▸ **Texte de la page**
· · · · · · ·

Batailles administratives pour obtenir un visa
Depuis la fin de la période de transition du Brexit au 1er janvier, les artistes britanniques doivent obtenir un visa pour séjourner plus de 30 jours dans l'Union européenne, un précieux sésame qui coûte parfois des centaines de livres sterling et implique de lourdes batailles administratives.
Les démarches deviennent particulièrement lourdes pour des groupes comprenant plusieurs musiciens et équipes techniques. Cela affecte durement les plus jeunes aux faibles moyens et sans soutien administratif, qui pouvaient jusqu'alors faire la tournée des scènes et festivals européens sans aucune formalité.
A 57 ans, Sarah Connolly a déjà chanté dans les plus prestigieux opéras du monde. Mais elle estime que cela aurait été "impossible" sans avoir pu se produire abondamment en Europe.
"Les musiciens britanniques sont désormais considérés comme problèmatiques"
Pour Deborah Annetts, directrice de l'organisme professionnel Incorporated Society of Musicians, l'absence de dispositions spécifiques pour les artistes constitue une "source de préoccupation croissante". "J'ai l'impression qu'on nous a tous oubliés", explique-t-elle, face aux deux parties qui se rejettent la balle.
Le Royaume-Uni estime que la faute incombe à l'Union européenne pour s'être montrée inflexible lors de leurs négociations fin 2020. L'UE rappelle que Londres voulait justement, avec le Brexit, mettre fin à la libre circulation des citoyens européens sur son territoire. La semaine dernière, le Premier ministre britannique Boris Johnson a déclaré qu'il partageait la frustration des artistes, ajoutant que le gouvernement "travaillait d'arrache-pied" pour résoudre le problème avec les différents gouvernements des 27 membres de l'UE. "Certaines (négociations) sont beaucoup, beaucoup plus avancées que d'autres", a-t-il expliqué, ajoutant que "pour d'autres, il y a encore des progrès à faire".

· · · · · · ·

▸ **Données sources**

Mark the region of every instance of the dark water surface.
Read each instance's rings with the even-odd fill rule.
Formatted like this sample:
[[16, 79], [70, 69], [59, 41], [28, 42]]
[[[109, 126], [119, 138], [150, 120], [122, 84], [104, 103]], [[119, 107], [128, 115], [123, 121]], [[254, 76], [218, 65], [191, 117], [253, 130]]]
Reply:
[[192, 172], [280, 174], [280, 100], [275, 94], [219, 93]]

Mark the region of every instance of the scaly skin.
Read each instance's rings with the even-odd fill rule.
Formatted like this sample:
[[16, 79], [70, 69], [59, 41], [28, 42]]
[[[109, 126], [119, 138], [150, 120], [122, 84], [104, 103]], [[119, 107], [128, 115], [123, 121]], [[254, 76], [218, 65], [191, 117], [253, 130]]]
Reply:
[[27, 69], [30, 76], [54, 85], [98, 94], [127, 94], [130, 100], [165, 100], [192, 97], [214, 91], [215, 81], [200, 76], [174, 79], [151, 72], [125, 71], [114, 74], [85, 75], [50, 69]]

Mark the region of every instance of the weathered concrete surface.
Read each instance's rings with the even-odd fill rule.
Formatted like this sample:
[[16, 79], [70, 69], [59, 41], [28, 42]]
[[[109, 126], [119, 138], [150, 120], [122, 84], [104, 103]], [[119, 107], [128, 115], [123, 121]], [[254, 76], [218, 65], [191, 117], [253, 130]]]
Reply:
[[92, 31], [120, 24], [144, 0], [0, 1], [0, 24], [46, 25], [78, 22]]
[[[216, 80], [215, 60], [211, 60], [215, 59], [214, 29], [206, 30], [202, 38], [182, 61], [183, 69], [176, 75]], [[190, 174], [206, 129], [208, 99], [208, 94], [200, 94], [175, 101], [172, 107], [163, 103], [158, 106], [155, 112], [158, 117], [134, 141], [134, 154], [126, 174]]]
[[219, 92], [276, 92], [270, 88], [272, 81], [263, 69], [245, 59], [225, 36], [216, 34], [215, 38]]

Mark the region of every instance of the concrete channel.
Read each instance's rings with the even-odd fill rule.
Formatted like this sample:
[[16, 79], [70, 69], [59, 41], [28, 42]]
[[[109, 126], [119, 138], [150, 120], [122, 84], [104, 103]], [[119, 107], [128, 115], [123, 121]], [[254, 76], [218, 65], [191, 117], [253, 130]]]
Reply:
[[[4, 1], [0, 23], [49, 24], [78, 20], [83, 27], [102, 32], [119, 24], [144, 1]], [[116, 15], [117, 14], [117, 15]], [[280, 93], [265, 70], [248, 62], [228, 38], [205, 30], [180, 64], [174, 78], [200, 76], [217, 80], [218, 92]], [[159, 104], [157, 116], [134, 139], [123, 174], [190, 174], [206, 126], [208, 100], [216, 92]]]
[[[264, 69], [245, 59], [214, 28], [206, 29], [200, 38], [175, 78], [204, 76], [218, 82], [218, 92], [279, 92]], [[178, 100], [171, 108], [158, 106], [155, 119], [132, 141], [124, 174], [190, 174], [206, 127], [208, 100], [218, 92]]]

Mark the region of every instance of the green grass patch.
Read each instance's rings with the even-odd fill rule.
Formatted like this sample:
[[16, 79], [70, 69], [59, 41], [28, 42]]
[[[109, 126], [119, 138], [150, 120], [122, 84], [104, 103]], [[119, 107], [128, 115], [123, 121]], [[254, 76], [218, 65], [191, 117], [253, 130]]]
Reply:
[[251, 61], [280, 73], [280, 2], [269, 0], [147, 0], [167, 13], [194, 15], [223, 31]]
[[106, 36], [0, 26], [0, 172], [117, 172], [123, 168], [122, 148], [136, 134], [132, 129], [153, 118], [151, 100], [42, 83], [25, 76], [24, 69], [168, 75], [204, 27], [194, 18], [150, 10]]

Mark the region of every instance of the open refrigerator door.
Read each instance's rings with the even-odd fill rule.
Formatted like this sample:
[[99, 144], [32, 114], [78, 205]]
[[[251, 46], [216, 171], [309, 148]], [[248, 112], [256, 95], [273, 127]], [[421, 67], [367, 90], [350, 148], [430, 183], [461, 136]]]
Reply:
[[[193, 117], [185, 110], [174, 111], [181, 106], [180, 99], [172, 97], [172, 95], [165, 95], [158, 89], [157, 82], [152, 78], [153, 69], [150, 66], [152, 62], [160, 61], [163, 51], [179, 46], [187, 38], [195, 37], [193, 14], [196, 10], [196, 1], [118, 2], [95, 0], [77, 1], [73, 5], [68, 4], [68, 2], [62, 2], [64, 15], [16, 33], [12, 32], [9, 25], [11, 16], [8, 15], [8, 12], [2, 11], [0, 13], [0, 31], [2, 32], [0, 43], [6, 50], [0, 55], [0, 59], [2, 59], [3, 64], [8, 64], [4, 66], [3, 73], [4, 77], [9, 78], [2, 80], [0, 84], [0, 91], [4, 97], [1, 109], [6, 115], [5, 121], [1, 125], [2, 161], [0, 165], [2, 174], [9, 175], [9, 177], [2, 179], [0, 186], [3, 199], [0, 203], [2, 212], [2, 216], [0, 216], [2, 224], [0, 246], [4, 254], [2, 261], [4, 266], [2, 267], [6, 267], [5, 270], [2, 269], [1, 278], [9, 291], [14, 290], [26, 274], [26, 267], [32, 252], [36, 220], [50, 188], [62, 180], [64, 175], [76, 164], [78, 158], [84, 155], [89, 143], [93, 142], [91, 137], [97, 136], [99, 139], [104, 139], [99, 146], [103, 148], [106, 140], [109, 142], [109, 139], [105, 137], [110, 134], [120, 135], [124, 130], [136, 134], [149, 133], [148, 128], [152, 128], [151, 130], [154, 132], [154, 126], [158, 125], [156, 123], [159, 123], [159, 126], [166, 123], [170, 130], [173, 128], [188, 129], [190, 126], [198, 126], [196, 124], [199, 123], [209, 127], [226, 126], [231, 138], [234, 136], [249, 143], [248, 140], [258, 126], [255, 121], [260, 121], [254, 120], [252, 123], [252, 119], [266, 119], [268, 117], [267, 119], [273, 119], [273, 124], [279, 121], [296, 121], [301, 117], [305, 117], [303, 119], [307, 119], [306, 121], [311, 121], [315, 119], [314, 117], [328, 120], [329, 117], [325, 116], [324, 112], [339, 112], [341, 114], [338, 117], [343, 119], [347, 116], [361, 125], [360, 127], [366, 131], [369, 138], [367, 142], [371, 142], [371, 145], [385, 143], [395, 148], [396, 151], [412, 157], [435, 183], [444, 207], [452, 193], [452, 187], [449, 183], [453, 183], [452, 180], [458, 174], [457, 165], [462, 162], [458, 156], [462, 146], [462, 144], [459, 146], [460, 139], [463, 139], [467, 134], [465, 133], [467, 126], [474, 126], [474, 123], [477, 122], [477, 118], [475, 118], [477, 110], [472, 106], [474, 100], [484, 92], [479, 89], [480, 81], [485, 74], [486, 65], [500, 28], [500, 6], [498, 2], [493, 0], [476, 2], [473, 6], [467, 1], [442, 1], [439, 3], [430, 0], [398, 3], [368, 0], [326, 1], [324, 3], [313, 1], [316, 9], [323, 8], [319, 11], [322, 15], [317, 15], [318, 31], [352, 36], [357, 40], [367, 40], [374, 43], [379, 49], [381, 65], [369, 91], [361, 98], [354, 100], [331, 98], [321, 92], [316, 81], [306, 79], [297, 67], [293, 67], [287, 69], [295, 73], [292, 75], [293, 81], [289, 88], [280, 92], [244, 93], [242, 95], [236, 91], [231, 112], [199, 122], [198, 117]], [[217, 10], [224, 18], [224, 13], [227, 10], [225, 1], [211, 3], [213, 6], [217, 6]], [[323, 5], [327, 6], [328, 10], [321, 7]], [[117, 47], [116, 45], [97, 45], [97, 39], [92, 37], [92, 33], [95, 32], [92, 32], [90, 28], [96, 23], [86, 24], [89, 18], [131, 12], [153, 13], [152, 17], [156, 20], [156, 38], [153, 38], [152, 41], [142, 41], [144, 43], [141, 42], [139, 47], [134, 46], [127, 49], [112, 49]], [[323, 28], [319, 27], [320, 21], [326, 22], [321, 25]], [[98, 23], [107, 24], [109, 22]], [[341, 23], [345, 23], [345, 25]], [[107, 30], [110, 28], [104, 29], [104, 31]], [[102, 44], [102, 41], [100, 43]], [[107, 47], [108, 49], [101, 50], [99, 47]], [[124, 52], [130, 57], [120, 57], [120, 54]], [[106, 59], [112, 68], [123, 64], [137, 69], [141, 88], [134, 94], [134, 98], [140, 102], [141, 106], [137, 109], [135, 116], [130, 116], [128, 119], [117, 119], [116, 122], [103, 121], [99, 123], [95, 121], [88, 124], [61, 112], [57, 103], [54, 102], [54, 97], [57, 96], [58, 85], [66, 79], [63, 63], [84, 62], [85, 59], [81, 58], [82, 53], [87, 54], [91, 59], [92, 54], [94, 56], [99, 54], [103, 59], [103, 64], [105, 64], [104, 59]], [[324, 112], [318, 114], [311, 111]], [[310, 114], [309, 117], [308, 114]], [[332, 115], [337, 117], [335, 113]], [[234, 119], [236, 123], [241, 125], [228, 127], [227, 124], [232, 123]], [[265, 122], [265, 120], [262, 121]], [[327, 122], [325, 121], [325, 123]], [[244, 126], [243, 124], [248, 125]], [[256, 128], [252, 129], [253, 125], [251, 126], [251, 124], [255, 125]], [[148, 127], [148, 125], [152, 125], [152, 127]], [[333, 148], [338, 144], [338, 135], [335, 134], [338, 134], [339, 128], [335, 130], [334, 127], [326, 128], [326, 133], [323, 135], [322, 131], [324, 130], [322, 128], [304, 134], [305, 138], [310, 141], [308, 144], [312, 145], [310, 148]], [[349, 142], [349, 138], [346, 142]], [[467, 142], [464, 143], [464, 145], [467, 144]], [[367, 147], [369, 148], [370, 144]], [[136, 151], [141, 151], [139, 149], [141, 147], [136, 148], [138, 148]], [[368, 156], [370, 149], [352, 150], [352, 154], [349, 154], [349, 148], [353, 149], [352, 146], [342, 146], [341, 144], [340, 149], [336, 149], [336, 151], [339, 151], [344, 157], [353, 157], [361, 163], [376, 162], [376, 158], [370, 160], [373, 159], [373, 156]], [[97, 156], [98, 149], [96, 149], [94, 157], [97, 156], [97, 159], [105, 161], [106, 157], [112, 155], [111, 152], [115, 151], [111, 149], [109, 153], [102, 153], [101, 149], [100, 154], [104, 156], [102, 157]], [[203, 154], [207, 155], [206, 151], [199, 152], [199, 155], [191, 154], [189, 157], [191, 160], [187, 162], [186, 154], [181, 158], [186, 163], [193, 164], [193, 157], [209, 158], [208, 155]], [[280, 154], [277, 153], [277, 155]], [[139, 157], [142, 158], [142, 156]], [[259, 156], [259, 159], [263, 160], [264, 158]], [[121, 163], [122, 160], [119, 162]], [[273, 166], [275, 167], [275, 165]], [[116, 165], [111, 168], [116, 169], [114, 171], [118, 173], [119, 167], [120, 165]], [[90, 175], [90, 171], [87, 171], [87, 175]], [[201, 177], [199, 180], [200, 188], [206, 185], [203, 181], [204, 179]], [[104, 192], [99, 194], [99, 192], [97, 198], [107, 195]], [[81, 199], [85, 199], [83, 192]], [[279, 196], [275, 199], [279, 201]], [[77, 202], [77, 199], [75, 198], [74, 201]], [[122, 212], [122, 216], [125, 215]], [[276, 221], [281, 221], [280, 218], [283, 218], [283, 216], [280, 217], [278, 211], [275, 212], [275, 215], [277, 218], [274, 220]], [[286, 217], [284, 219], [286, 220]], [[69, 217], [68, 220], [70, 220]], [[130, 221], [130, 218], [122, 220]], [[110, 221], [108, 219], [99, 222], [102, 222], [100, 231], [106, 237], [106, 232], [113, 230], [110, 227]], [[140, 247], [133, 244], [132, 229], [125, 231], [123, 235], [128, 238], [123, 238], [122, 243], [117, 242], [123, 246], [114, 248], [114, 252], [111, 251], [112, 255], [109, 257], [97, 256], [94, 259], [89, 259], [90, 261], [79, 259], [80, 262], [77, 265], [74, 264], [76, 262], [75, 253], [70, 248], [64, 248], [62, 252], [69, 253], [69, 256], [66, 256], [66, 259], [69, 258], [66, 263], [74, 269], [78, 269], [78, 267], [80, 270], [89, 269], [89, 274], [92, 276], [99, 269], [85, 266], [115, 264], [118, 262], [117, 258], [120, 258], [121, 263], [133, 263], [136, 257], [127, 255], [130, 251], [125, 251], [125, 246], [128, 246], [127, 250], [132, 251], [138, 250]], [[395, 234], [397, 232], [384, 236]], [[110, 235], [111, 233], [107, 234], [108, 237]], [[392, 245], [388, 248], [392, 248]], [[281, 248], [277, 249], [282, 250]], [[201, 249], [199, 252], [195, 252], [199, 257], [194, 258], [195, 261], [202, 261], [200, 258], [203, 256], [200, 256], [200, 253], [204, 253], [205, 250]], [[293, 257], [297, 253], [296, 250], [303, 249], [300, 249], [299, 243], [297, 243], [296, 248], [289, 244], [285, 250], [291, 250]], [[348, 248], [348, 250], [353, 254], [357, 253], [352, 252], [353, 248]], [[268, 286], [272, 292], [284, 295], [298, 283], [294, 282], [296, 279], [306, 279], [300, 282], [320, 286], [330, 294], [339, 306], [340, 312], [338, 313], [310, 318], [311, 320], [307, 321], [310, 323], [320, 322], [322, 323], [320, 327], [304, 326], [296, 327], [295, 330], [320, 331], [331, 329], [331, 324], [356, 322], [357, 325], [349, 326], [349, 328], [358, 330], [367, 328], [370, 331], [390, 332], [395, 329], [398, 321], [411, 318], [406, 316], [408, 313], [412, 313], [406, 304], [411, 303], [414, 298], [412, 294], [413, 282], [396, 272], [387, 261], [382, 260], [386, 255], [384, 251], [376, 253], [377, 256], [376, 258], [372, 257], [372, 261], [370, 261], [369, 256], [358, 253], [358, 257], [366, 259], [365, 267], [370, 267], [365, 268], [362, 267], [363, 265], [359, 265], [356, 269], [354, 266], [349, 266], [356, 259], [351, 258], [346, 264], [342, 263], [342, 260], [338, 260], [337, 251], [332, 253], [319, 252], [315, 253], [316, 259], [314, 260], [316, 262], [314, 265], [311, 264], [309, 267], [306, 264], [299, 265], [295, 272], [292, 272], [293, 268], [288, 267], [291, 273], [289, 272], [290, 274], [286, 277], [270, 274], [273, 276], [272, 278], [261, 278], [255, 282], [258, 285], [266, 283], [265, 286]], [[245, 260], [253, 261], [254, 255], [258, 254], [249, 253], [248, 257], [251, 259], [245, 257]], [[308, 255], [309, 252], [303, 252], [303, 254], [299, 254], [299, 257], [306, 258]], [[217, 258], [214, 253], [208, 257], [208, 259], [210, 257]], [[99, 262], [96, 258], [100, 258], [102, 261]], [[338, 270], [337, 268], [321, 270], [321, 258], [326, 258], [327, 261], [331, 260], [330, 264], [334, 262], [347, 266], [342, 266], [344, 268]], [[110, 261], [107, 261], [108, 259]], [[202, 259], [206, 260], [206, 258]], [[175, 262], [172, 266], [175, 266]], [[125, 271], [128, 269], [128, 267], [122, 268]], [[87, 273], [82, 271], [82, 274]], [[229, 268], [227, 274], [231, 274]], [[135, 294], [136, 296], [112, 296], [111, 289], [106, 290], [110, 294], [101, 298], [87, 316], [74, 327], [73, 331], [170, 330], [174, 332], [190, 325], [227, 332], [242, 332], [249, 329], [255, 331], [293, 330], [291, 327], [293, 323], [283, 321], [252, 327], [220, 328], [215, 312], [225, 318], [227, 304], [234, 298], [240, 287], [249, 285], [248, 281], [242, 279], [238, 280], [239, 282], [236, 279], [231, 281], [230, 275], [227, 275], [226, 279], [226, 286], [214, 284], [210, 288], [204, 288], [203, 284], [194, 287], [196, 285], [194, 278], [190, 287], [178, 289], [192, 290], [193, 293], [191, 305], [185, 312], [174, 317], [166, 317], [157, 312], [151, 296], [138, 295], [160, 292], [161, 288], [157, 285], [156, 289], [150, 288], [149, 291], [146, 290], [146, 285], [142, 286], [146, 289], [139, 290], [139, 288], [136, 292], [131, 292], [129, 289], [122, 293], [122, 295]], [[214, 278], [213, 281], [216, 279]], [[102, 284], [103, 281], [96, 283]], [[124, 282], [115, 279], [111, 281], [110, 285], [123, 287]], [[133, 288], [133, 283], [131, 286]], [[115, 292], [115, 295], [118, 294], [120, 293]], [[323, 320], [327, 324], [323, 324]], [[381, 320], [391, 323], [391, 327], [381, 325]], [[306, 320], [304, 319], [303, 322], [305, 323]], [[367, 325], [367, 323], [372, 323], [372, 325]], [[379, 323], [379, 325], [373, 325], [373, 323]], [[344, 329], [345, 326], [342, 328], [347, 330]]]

· · · · · · ·

▸ **Votre tâche**
Poursuivez l'article sur les visas exigés des artistes britanniques depuis le Brexit, en reprenant après sa dernière phrase. Les entrées proviennent d'une source distincte de celle du texte.

▸ **Zone de réponse**
Pour le moment, les effets dévastateurs de cette nouvelle politique sont masqués par le coup d'arrêt qu'a mis la pandémie de Covid-19 au secteur culturel. Mais Mme Annetts met en garde contre le "changement culturel qui s'opère". "Les musiciens britanniques sont désormais considérés comme problématiques", estime-t-elle, craignant des conséquences "énormes" sur le secteur de la création britannique. "En termes de rayonnement du Royaume-Uni, je ne pense pas que cela puisse être sous-estimé".
Jeunes musiciens en péril
Pour Dave O'Higgins, saxophoniste de jazz habitué des tournées en Europe, cette nouvelle situation rime avec incertitude. Détenteur d'un passeport irlandais, ce musicien basé à Londres n'est pas directement concerné par la nécessité d'avoir un visa pour se rendre dans l'UE, mais la nouvelle situation affectera notamment la manière dont il sera payé et la possibilité de vendre des produits dérivés en marge de ses concerts.
Mais surtout, le problème des déplacements reste entier pour les autres membres de son groupe actuel. "Je vais devoir partager leur sort", explique le musicien, connu pour avoir fait partie du groupe Matt Bianco dans les années 1980. "Avec l'augmentation de la paperasse, des frais administratifs et éventuellement des visas individuels pour chaque pays", cela pourrait rendre les tournées en Europe "non rentable", se désole-t-il.
A 56 ans, Dave O'Higgins est surtout préoccupé par l'impact que cette situation aura sur la nouvelle génération, se disant "désespérément triste" pour les jeunes artistes britanniques touchés d'abord par la pandémie, puis par les retombés du Brexit. Les frais pour obtenir un visa sont parfois plus élevés que le cachet attribué pour un premier récital sur le continent, souligne le ténor lyrique Nicky Spence, jugeant cette situation "très difficile financièrement" pour les jeunes.
"Les opportunités sont déjà très rares. C'est pour cela qu'on travaille avec passion", a affirmé l'Écossais, "Mais ça ne devrait pas être aussi difficile d'essayer d'avoir cette carrière".